■ **YOUR GOAL**
Print verbatim the lines of the entries from the one containing "rice seedling, one" to the last, inclusive, and no others.
-------- PROVIDED DATA --------
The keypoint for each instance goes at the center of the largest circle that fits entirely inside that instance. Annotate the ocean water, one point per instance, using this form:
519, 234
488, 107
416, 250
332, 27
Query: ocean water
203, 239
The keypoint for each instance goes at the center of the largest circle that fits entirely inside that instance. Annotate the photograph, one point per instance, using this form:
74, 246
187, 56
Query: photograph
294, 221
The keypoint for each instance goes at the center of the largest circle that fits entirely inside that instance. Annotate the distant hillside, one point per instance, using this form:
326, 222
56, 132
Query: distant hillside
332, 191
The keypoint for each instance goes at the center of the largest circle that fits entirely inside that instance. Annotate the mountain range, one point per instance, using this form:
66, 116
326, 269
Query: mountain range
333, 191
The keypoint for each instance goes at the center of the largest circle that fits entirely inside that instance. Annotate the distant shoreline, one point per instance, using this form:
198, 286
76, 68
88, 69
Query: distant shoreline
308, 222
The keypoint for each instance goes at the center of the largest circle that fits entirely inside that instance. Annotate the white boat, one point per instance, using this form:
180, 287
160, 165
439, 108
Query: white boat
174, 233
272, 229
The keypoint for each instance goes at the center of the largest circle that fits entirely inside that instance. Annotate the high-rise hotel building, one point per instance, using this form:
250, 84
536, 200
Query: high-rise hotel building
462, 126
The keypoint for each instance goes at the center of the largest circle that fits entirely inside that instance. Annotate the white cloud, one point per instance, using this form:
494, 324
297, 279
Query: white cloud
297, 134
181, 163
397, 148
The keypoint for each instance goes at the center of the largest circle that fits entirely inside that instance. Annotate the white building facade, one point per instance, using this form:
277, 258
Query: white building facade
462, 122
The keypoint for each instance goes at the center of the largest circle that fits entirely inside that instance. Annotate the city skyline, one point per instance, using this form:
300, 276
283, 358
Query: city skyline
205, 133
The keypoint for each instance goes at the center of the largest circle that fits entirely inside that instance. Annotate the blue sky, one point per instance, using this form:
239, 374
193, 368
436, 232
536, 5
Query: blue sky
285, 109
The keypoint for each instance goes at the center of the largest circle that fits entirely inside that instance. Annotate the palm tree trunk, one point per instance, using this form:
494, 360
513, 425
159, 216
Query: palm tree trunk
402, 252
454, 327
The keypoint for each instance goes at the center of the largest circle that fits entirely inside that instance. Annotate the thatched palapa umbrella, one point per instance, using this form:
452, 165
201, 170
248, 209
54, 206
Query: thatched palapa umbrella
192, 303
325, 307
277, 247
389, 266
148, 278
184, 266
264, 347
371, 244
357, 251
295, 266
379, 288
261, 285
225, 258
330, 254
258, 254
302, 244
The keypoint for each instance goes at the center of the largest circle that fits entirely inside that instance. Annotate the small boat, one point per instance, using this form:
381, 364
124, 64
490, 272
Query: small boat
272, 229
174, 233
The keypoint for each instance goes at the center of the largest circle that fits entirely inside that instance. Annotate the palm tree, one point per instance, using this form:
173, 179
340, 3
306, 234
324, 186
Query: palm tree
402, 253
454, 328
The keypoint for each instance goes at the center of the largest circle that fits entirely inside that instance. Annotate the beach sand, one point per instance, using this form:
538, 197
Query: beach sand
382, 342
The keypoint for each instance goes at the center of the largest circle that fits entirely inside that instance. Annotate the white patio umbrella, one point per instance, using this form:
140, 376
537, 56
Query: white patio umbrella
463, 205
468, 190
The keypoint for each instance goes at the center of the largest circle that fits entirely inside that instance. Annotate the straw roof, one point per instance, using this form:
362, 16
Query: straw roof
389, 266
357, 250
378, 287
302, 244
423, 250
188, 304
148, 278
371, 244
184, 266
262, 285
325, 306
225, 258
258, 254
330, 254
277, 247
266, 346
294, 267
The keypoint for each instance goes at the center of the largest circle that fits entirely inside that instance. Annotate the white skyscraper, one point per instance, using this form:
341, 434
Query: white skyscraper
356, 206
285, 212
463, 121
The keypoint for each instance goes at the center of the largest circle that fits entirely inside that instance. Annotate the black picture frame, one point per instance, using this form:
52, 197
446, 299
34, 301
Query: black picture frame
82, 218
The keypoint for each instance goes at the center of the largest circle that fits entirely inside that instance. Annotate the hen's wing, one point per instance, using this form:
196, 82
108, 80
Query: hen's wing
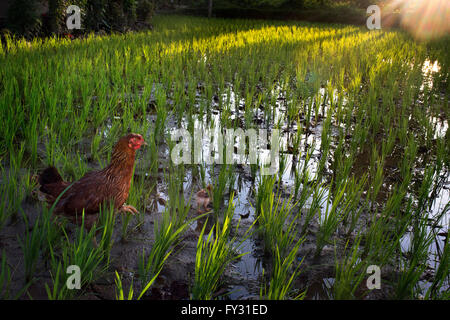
88, 193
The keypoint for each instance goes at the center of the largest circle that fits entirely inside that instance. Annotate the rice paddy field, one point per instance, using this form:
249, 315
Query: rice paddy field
362, 175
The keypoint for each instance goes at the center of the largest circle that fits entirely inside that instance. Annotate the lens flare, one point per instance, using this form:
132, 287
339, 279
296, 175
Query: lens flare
425, 19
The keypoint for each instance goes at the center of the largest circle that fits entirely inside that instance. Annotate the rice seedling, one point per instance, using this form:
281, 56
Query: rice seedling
5, 277
350, 272
167, 236
80, 252
285, 271
119, 288
337, 209
214, 254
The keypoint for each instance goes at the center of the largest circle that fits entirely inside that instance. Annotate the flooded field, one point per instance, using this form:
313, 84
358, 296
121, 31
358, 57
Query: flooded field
362, 164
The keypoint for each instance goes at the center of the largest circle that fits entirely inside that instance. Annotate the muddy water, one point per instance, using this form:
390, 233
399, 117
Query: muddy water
247, 272
244, 277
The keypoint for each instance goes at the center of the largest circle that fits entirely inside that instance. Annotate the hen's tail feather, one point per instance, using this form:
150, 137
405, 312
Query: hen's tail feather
49, 175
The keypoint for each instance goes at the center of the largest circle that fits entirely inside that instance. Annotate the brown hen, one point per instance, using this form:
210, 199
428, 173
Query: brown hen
96, 187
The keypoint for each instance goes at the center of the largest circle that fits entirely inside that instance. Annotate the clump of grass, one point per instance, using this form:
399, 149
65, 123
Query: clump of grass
5, 277
214, 254
285, 271
119, 288
350, 272
79, 252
--------
■ **FULL SOLUTION**
The keypoint for each instance goes at the center of the largest circle that fits entirely inside that instance. Annotate the rice seedling, one point per instance, using this form:
281, 56
Query: rice seedling
5, 277
350, 272
167, 236
80, 252
285, 271
119, 288
337, 209
214, 254
The keypoint for each instance goes at the center of the largest circle that fits entirely inside that instance. Annotate the flooded field, one point per instance, using this form:
313, 84
358, 296
121, 31
358, 57
Query: flooded field
362, 164
The keypoint for each instance goes at the center of the largest circle that fits entirely inside that instance. Annotate the muddy water, one point per instance, using this form:
390, 233
399, 117
Query: muddy water
247, 272
244, 277
The keypoint for each instance goes at the center of the largest circle that fits entirely inside that instance. Annotate the hen's tail feather, one point per instance, using this form:
150, 137
405, 312
Query: hen's tail feather
49, 175
The keypoint for each instance goes at the center of the largest circle that fits entirely inside that instance. Annotate the brown hen, one point per instance, using this form:
210, 199
428, 173
Query: brown hen
96, 187
The keypoint for each instance goes at the center of the largest circle that fits entirely inside that instance. Annotate the clump of grass, one point per instance, using this form:
399, 149
65, 123
Query: clump of grass
5, 277
214, 254
285, 271
119, 288
350, 272
79, 252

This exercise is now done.